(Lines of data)
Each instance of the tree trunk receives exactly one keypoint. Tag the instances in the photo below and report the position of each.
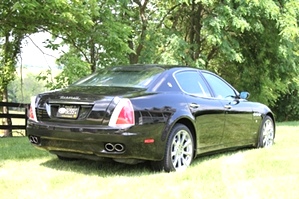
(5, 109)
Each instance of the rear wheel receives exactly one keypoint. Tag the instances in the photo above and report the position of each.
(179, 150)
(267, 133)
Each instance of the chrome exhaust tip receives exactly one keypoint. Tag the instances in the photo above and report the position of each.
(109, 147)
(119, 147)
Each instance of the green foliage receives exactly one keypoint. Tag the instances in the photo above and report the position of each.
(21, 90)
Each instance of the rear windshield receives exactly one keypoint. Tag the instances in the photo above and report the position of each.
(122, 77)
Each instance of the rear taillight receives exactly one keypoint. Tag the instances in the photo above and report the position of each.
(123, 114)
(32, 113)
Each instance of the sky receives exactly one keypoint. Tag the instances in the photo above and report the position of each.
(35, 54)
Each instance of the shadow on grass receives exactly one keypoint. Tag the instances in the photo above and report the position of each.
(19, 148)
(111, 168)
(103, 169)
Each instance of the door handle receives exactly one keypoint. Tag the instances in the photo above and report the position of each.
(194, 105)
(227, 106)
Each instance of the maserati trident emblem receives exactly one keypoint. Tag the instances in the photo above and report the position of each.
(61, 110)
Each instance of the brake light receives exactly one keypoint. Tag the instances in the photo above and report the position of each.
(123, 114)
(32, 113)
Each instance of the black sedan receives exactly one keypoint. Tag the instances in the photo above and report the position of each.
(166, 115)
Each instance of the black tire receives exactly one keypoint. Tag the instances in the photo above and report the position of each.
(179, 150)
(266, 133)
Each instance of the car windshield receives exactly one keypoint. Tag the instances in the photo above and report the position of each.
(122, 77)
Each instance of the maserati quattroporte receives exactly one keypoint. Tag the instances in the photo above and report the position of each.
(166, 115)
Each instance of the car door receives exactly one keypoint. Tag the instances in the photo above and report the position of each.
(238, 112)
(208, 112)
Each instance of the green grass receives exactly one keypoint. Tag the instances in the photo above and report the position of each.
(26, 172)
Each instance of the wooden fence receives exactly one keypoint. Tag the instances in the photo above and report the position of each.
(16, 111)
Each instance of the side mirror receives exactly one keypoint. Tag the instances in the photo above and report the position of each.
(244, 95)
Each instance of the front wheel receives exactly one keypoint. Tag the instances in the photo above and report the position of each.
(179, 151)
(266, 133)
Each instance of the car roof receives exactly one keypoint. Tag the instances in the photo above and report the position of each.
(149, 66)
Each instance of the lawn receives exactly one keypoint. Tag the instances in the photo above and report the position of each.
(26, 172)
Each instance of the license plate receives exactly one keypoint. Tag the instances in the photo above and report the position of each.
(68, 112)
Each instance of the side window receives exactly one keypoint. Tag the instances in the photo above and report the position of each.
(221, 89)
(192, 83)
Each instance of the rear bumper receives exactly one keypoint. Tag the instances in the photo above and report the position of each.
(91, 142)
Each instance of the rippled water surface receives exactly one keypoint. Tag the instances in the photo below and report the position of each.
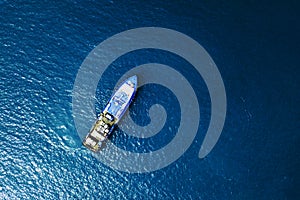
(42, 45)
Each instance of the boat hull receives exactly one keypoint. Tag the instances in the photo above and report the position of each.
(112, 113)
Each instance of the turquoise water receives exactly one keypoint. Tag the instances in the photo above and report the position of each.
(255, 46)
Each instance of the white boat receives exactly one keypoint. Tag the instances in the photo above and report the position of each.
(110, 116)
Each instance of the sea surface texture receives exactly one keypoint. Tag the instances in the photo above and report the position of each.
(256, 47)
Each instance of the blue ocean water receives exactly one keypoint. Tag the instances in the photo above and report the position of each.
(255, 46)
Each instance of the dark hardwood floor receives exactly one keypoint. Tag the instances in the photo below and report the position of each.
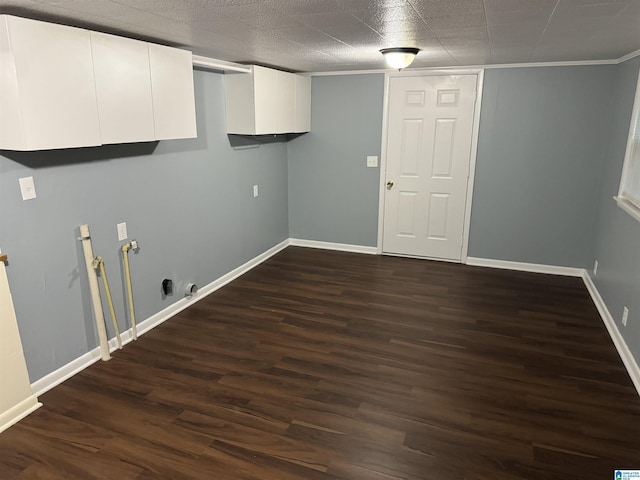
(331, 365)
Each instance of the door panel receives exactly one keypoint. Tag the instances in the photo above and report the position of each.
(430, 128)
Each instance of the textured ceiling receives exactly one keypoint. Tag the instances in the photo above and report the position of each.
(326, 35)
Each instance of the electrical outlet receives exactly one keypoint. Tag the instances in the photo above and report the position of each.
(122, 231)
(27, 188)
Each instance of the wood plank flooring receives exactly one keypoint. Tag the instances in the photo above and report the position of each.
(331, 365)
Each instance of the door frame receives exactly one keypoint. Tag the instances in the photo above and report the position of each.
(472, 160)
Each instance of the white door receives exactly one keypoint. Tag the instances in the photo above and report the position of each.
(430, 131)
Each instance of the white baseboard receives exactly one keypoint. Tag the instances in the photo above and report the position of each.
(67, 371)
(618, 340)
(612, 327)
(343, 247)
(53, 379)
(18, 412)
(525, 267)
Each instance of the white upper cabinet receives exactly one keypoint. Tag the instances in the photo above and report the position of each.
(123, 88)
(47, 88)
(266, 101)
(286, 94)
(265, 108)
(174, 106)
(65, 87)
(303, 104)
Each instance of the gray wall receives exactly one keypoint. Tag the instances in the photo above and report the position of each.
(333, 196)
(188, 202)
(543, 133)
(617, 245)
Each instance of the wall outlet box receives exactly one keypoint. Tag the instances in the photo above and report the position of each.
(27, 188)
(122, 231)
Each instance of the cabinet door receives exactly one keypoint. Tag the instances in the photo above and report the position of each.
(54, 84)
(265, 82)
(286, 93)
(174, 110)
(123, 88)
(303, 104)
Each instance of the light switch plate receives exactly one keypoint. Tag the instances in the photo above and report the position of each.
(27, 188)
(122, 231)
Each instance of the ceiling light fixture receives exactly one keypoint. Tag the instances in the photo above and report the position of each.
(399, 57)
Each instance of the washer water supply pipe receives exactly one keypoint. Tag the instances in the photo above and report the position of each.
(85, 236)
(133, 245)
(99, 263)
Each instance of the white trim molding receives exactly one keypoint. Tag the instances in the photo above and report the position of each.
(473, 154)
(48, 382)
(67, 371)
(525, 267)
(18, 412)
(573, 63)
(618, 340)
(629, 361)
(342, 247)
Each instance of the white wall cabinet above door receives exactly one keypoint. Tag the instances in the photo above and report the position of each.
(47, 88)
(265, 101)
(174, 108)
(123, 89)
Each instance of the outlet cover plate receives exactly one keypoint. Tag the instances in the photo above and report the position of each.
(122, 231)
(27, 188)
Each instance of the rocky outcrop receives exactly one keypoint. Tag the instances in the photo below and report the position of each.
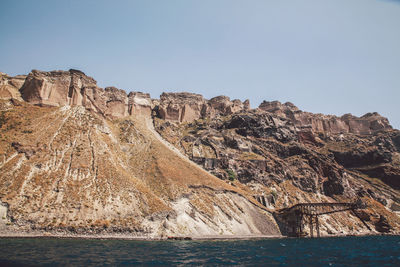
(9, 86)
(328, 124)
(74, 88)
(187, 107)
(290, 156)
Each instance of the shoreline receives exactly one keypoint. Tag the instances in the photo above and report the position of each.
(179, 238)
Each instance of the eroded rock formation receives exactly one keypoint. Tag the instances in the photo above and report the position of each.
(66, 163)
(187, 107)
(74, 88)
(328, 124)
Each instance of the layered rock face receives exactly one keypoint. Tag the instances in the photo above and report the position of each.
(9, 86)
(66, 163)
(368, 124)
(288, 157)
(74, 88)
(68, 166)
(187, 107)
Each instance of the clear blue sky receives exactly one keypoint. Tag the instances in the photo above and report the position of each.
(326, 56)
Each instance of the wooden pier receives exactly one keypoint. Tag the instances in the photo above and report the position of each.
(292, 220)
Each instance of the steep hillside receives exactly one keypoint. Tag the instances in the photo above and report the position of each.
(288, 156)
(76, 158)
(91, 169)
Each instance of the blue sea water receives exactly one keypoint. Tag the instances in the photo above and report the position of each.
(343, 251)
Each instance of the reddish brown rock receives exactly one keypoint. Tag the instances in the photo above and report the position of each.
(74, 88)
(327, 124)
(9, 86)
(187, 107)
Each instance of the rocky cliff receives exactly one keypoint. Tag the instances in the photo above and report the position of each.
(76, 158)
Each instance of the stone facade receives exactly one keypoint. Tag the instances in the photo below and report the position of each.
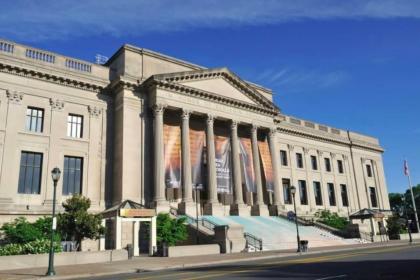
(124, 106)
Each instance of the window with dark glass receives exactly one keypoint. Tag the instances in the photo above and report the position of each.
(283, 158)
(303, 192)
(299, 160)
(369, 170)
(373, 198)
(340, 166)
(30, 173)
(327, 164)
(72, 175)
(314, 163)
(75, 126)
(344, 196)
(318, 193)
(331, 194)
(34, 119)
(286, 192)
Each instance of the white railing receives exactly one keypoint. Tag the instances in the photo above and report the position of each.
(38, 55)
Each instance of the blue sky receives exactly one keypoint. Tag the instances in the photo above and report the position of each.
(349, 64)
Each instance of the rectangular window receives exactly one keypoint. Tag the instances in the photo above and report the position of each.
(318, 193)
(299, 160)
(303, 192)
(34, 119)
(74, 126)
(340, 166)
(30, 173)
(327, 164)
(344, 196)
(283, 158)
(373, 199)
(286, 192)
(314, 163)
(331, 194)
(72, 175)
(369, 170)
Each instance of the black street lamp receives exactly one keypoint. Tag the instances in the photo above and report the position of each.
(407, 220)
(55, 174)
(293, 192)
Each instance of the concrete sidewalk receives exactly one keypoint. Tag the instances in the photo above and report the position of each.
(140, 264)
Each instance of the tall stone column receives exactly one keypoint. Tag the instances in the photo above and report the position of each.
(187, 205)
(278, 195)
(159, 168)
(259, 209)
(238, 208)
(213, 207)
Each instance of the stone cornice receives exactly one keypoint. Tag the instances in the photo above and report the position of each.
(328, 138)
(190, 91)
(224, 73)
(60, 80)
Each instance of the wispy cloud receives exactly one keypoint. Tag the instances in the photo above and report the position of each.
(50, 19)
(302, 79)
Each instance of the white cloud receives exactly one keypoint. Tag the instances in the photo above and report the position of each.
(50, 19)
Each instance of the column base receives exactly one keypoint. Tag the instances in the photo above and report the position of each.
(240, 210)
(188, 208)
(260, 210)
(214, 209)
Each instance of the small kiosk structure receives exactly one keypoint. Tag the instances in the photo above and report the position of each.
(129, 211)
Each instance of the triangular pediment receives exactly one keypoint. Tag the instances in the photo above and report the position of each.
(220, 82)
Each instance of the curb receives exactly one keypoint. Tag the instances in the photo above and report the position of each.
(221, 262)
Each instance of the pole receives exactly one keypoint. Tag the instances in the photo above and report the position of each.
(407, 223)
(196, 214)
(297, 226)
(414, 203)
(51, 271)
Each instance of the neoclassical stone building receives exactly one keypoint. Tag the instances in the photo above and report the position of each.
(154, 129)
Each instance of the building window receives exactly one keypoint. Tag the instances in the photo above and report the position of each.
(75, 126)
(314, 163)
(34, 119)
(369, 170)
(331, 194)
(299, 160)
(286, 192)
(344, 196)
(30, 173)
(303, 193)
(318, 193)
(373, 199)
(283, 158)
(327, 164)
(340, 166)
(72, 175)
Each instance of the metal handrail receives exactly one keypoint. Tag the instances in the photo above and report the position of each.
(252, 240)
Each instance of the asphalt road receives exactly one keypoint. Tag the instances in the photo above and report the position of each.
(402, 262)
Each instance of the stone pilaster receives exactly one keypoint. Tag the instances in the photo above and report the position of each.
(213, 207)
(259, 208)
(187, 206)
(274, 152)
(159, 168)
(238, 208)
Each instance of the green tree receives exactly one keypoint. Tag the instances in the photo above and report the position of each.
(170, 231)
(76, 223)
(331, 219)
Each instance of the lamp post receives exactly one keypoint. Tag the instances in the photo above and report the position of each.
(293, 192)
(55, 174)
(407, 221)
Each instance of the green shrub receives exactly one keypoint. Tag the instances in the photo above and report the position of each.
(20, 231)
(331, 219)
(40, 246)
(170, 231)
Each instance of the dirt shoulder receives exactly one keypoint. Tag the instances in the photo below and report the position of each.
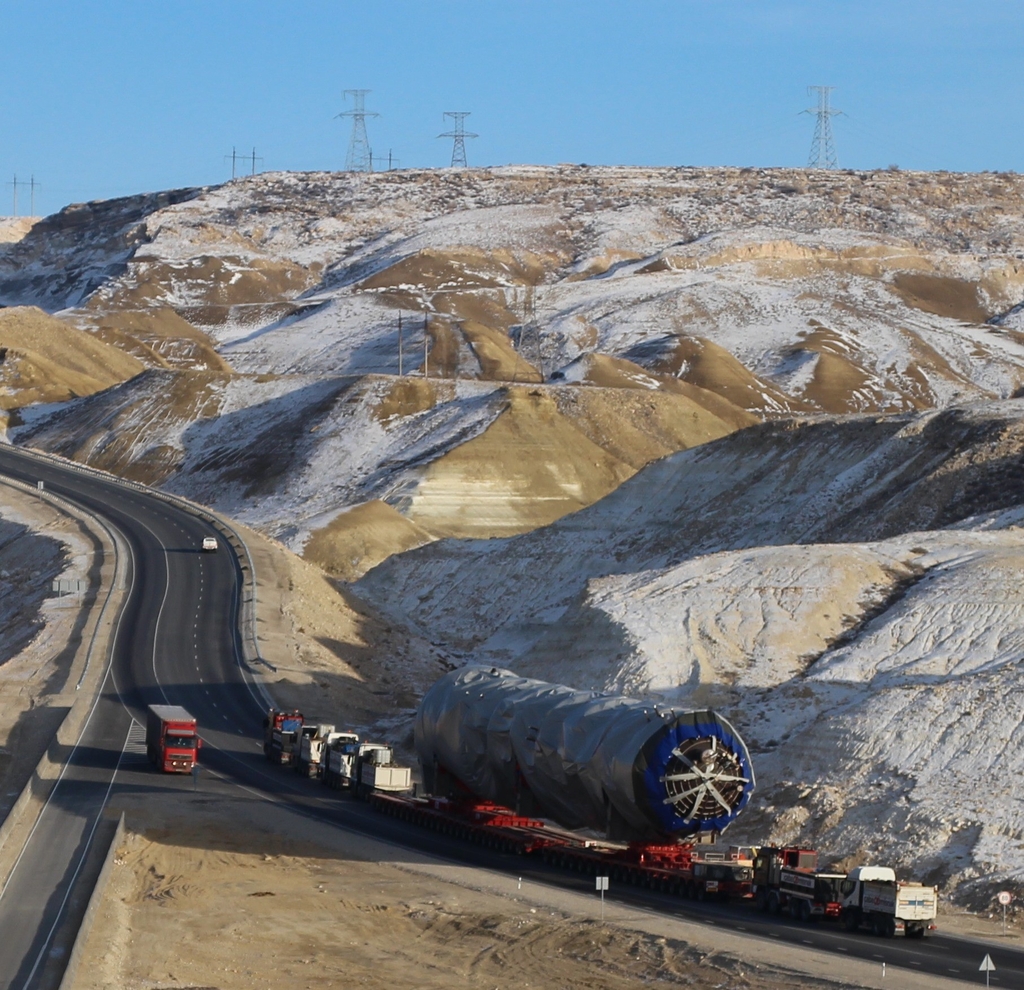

**EXERCISE GOAL**
Without any pictures, reproduce exactly the lines from the line that contains "Each instance of the stone pilaster" to the end of the entries above, both ends included.

**OUTPUT OF THE TASK**
Each instance of the stone pilaster receives exactly one keypoint. Tag the instances in the photo above and report the position of each.
(213, 207)
(259, 208)
(187, 206)
(274, 152)
(159, 168)
(238, 208)
Each instance of the green tree receives exactly one keypoint. Tag the instances in the photo above and report the position of each.
(170, 231)
(76, 223)
(331, 219)
Each instance of the lamp post receives exactly one keypoint. Tag the instances in the photo above and report the position of each.
(293, 192)
(55, 174)
(407, 221)
Each instance of the green shrub receives exactly one keypoint. Tag the instances in the photo above and report the position of each.
(20, 231)
(331, 219)
(40, 246)
(170, 231)
Each instance of the dirt shoulder receives exactly one keypoint. Tag the instances in the photo below and report the position of each.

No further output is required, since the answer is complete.